Provided text:
'''
You can take action to boost your credit score by paying down existing debts, increasing your credit limits, and consistently making on-time payments.
Save for a down payment
A 20% down payment can be a smart move. When you make such a substantial down payment, the lender is willing to waive PMI — Private Mortgage Insurance. Essentially PMI is an extra monthly charge that the lender imposes to protect themselves in case you default on the loan. But if you put down at least 20%, you can skip this additional monthly cost.
If you can’t swing a 20% down payment, it is not the end of the world to pay PMI. And the good news is that there are many low down payment options out there. For example, you may only have to put down 3.5% on an FHA loan, 3% on a conventional loan, or 0% on a VA loan.
Ultimately, you have to decide for yourself what amount you want to put down. Keeping cash on hand can help you navigate emergencies and building your investments is important. There is a whole debate raging on the internet about whether or not you should invest or pay off your mortgage early. Personally, I think it boils down to your comfort level and only you can make that choice. But for me, throwing at least a hundred dollars at PMI every month was simply not my cup of tea.
Once you decide what down payment option you want to go for, start building up those savings. Personally, I like keeping savings for a big purchase like this in a separate account. With that, you can set up an automatic transfer to stick to your savings goals. Plus, you can’t accidentally overspend the funds if they are out of sight and out of mind.
Stick to what you can afford… not what the bank is willing to lend you
When it is time to start shopping, you’ll likely start the process with a mortgage preapproval. If preapproved, the lender will indicate how much they are willing to lend you. But just because the lender is ready to fork over the funds, doesn’t mean you have to max out your preapproval offer.
Instead, you should decide how large of a mortgage payment you feel comfortable committing to each month. As a rule of thumb, you shouldn’t spend more than 30% of your gross income on housing costs. But in addition to your mortgage payment, those costs should include utilities and other fees.
If you have other financial goals, you may want to keep your mortgage payments even lower. For example, my husband and I are pursuing FI, so we decided to cap out our mortgage at a much lower sum than the bank was willing to lend. A home purchase is a big financial decision that will impact your expenses for years to come. Make sure that your house spending matches your long-term financial goals.
A home purchase is big deal. Understandably, you want to find the very best home out there. But it is important to stay flexible throughout the home hunting process. You may have to compromise to find a great house that works for your budget.
Personally, I struggled with this. I may or may not have watched too many HGTV shows. And I had a dream home in mind. But the reality of our budget and the market was that we weren’t willing to spend what it would take for a turnkey home with all of the bells and whistles.
So instead, we found a cute home that needed a little bit of love. And we put in the work ourselves. My husband spearheaded the home renovation projects with new floors, paint, scraped ceilings, and more. I helped out where I could and repainted all of the kitchen cabinets. In the end, our home turned out to be adorable. But it took more time and effort than we originally expected. Don’t be afraid to stick to your budget and make adjustments to the home after you close the deal.
The bottom line: You can buy a house at 25!
Buying a house at 25 is entirely possible. But you’ll need to be a diligent saver that has a history of responsible credit management. Don’t get hung up on finding the ‘perfect’ home. Instead, focus on finding a home that suits your family’s needs and your finances for now.
'''
Point localization data:
'''
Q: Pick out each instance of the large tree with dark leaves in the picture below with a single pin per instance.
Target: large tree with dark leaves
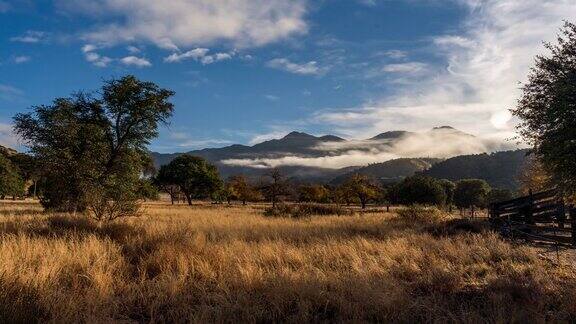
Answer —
(547, 109)
(92, 150)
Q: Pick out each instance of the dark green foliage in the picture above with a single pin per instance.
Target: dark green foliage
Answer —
(419, 190)
(449, 188)
(195, 177)
(547, 109)
(11, 183)
(305, 210)
(471, 193)
(313, 194)
(390, 171)
(500, 170)
(91, 152)
(496, 195)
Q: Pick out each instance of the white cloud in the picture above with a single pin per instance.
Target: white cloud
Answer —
(310, 68)
(409, 67)
(21, 59)
(31, 36)
(439, 143)
(184, 23)
(485, 62)
(9, 93)
(95, 58)
(271, 97)
(199, 55)
(133, 49)
(135, 61)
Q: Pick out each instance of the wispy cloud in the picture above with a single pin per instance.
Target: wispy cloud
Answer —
(31, 36)
(200, 55)
(184, 23)
(95, 58)
(135, 61)
(10, 93)
(21, 59)
(284, 64)
(409, 67)
(484, 64)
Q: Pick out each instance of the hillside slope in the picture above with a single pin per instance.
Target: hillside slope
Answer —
(500, 170)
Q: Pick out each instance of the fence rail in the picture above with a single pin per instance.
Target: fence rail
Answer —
(542, 216)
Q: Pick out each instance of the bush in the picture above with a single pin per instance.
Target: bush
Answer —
(415, 213)
(305, 210)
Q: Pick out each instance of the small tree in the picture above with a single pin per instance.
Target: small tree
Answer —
(497, 195)
(276, 187)
(313, 193)
(11, 184)
(239, 189)
(194, 176)
(449, 188)
(91, 152)
(421, 190)
(471, 193)
(362, 188)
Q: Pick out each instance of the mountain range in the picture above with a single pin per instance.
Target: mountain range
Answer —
(388, 156)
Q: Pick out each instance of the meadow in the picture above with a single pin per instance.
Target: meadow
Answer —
(209, 263)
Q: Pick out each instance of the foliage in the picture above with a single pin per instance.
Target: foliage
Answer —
(313, 194)
(420, 190)
(471, 193)
(360, 187)
(305, 210)
(534, 177)
(500, 169)
(11, 183)
(91, 151)
(194, 176)
(276, 187)
(449, 188)
(238, 188)
(495, 195)
(417, 213)
(547, 109)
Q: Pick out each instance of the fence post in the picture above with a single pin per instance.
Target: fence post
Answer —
(573, 224)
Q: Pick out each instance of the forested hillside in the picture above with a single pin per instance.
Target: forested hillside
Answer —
(500, 170)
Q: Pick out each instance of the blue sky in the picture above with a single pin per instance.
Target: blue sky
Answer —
(249, 70)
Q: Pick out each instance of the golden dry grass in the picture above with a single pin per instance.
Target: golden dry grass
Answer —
(231, 264)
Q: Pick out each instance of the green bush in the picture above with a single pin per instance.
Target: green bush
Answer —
(416, 213)
(305, 210)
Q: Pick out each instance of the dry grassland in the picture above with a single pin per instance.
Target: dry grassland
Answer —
(232, 264)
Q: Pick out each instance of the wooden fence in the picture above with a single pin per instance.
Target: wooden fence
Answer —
(541, 216)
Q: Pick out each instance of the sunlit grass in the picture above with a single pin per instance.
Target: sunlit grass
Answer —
(219, 263)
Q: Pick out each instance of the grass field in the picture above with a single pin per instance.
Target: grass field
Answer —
(232, 264)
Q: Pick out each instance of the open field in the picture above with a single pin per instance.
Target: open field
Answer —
(228, 264)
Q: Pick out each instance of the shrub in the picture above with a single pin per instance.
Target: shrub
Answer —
(305, 210)
(416, 213)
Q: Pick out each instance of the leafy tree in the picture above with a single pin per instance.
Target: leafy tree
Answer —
(11, 184)
(470, 193)
(449, 188)
(362, 188)
(276, 187)
(547, 109)
(534, 177)
(420, 190)
(91, 152)
(495, 195)
(239, 189)
(313, 193)
(194, 176)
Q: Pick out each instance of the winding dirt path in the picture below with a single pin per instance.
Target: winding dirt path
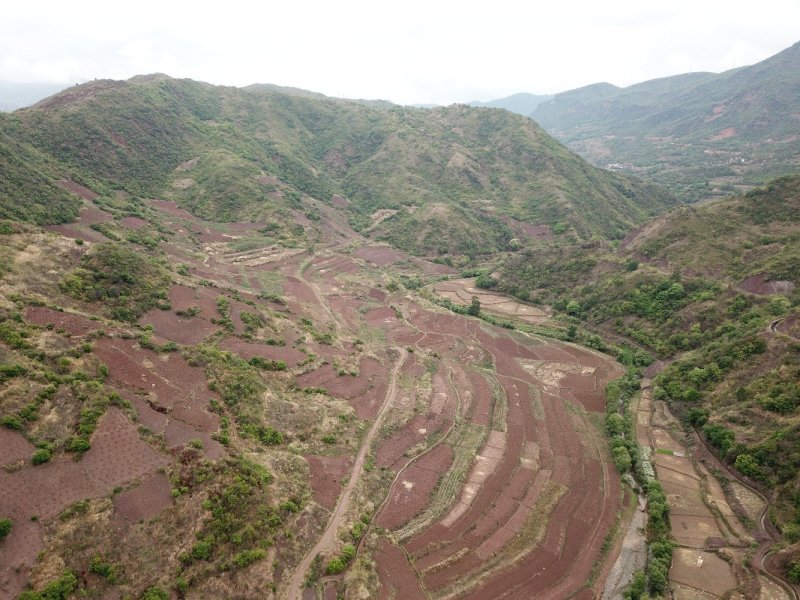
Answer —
(766, 533)
(295, 589)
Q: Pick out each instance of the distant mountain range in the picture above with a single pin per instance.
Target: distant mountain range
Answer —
(19, 95)
(700, 134)
(238, 154)
(522, 103)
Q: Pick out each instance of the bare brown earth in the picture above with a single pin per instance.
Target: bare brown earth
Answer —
(498, 540)
(32, 495)
(461, 292)
(712, 541)
(758, 284)
(493, 479)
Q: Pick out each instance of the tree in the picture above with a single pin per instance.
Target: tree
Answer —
(474, 309)
(746, 464)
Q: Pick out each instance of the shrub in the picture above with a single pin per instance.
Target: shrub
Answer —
(11, 422)
(793, 572)
(748, 465)
(335, 566)
(42, 455)
(60, 589)
(155, 593)
(248, 557)
(5, 527)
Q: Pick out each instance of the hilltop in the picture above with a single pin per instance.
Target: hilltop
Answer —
(699, 134)
(522, 103)
(242, 154)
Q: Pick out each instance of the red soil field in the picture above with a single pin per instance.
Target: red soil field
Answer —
(144, 501)
(77, 232)
(75, 325)
(326, 477)
(411, 490)
(183, 330)
(506, 494)
(13, 447)
(171, 207)
(339, 202)
(134, 222)
(117, 456)
(380, 255)
(248, 350)
(364, 392)
(77, 188)
(381, 317)
(396, 576)
(298, 290)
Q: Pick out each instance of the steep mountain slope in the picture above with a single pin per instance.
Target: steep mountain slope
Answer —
(522, 103)
(698, 133)
(713, 291)
(232, 154)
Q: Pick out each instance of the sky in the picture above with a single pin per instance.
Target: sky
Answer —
(412, 51)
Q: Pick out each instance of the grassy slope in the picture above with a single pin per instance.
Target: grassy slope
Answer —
(671, 289)
(479, 163)
(693, 132)
(27, 188)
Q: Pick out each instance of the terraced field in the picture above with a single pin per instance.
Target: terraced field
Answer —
(459, 459)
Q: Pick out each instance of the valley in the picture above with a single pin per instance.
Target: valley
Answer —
(262, 343)
(464, 446)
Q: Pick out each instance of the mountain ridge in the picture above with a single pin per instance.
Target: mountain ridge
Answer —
(133, 135)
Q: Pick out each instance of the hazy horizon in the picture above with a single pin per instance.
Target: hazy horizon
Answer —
(415, 54)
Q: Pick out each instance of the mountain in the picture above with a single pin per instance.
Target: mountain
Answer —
(711, 292)
(699, 134)
(253, 154)
(17, 95)
(212, 386)
(522, 103)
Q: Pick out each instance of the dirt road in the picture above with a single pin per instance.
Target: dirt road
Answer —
(295, 589)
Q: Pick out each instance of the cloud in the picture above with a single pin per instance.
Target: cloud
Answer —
(415, 51)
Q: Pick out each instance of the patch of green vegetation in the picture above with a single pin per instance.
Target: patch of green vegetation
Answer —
(6, 526)
(60, 589)
(104, 569)
(128, 283)
(28, 191)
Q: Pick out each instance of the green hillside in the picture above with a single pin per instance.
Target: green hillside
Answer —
(714, 292)
(253, 154)
(700, 134)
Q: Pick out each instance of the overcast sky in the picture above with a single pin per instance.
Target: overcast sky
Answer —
(409, 51)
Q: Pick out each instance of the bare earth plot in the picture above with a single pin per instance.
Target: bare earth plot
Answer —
(712, 542)
(461, 291)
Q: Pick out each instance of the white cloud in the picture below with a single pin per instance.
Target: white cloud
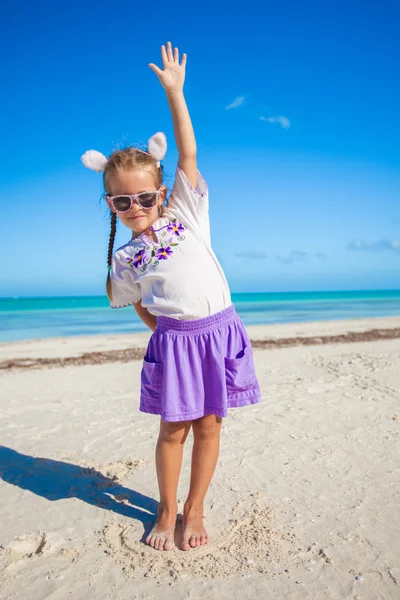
'''
What you have to do:
In the home-buying text, why does the writer like keeping savings for a big purchase in a separate account?

Solution for this exercise:
A separate account lets you set up an automatic transfer to stick to your savings goals. It also keeps the funds out of sight and out of mind, so you can't accidentally overspend them.